* [EXERCISE DETAILS] From the material below, copy out every line that contains the string "trunk".

__________

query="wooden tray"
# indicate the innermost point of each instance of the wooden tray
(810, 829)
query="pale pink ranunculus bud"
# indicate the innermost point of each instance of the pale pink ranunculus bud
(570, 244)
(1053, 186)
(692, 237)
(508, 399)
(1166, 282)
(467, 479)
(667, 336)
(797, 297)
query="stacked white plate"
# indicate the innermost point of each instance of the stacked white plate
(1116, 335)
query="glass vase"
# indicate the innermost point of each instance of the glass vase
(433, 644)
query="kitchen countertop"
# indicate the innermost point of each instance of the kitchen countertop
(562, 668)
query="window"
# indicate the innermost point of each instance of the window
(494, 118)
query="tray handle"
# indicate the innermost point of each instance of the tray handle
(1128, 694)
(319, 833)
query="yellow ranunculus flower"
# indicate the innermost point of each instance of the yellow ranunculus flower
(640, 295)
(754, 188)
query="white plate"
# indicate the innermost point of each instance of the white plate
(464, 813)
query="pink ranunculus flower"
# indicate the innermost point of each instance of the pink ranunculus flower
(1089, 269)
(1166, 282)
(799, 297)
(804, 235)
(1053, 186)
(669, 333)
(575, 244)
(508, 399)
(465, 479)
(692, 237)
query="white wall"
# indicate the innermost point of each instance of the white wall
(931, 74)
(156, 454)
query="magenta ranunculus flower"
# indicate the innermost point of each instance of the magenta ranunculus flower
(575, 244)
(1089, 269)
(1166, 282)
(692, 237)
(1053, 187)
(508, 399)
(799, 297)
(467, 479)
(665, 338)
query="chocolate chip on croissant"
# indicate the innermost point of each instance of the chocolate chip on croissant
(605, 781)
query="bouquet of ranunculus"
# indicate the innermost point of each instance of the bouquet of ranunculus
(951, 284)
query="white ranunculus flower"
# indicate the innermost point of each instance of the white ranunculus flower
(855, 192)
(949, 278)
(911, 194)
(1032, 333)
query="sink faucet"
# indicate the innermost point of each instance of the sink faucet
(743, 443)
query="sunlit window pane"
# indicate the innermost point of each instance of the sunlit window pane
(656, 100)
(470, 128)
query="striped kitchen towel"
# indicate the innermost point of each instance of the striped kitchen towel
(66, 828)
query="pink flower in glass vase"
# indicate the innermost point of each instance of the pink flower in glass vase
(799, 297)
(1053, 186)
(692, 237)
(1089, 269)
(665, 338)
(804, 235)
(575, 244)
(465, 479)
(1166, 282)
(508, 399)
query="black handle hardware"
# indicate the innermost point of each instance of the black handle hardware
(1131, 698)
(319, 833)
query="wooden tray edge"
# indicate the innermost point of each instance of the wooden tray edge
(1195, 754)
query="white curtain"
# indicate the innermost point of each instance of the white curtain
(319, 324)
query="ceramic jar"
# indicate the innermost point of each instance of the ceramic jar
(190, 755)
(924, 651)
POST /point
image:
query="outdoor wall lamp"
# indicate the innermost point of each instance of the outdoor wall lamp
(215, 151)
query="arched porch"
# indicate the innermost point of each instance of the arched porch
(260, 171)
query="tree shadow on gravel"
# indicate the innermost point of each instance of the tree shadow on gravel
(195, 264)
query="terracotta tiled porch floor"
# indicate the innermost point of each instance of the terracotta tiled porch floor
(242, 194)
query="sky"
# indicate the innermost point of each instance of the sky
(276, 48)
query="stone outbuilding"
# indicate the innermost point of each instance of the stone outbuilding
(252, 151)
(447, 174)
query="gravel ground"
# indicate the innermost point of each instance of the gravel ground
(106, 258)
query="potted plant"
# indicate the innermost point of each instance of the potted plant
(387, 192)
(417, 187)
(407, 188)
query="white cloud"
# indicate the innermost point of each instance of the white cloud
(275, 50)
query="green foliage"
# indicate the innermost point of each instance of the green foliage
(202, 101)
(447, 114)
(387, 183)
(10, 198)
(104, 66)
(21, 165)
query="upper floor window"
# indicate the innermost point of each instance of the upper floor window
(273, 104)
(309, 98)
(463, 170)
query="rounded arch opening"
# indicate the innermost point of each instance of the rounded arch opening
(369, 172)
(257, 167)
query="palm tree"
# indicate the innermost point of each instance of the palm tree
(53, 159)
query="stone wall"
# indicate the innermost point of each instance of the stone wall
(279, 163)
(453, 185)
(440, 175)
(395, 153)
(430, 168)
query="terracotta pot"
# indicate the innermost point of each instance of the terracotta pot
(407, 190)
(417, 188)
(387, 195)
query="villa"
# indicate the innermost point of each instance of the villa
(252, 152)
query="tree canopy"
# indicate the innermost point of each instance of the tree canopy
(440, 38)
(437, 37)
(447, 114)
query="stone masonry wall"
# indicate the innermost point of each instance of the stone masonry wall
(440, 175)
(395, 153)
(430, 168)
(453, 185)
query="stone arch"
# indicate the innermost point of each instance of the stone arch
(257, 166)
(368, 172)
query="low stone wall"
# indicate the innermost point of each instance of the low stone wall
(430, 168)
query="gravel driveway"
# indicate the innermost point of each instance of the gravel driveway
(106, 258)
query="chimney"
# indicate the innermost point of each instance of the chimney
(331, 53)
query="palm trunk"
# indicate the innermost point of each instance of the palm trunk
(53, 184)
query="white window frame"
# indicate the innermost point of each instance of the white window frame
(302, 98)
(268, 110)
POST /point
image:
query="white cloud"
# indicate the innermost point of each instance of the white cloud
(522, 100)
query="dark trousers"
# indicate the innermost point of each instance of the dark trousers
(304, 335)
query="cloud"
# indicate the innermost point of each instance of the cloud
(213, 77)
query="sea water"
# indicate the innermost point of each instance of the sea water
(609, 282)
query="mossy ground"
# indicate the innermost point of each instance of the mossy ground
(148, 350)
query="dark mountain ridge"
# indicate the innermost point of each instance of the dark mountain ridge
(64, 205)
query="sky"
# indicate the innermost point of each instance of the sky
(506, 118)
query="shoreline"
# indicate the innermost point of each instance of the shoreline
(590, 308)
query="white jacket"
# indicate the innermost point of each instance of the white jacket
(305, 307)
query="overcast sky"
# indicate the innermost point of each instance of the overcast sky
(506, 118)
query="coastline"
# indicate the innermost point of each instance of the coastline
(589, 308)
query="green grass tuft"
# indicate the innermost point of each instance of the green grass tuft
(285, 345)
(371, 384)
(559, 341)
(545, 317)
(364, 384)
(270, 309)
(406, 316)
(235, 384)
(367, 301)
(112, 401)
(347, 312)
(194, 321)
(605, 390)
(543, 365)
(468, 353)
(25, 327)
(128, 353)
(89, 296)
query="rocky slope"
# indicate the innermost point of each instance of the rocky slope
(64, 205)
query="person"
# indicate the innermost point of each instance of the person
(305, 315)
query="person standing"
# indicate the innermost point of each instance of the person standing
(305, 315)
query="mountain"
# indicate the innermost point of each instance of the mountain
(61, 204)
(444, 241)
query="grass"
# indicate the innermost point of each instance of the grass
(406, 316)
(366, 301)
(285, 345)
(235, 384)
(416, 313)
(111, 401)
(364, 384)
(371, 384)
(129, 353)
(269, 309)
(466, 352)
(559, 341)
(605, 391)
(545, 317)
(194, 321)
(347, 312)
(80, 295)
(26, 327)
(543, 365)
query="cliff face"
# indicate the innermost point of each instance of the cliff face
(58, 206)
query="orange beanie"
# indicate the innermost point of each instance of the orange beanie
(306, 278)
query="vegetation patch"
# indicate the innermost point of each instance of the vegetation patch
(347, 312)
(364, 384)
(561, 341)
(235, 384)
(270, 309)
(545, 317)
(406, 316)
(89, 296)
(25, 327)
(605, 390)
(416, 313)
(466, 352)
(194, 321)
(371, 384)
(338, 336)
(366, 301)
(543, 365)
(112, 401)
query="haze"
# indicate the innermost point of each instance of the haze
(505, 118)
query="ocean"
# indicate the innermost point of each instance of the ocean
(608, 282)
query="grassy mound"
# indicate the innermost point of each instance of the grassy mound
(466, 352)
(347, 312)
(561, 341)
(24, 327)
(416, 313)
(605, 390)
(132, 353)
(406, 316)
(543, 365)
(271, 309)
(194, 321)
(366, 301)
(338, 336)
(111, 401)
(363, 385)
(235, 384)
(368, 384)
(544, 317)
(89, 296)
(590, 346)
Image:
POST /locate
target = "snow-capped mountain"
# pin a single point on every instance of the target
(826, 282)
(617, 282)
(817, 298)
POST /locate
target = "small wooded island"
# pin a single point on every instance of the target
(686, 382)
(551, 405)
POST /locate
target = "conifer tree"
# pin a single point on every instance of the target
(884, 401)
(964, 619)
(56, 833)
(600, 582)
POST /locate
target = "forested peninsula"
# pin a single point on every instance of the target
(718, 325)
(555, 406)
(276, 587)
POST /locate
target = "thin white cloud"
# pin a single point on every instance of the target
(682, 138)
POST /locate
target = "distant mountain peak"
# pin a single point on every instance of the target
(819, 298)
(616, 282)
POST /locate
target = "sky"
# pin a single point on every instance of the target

__________

* [EXERCISE OUTPUT]
query="palm trunk"
# indicate the innermost point of each instance of the palm trunk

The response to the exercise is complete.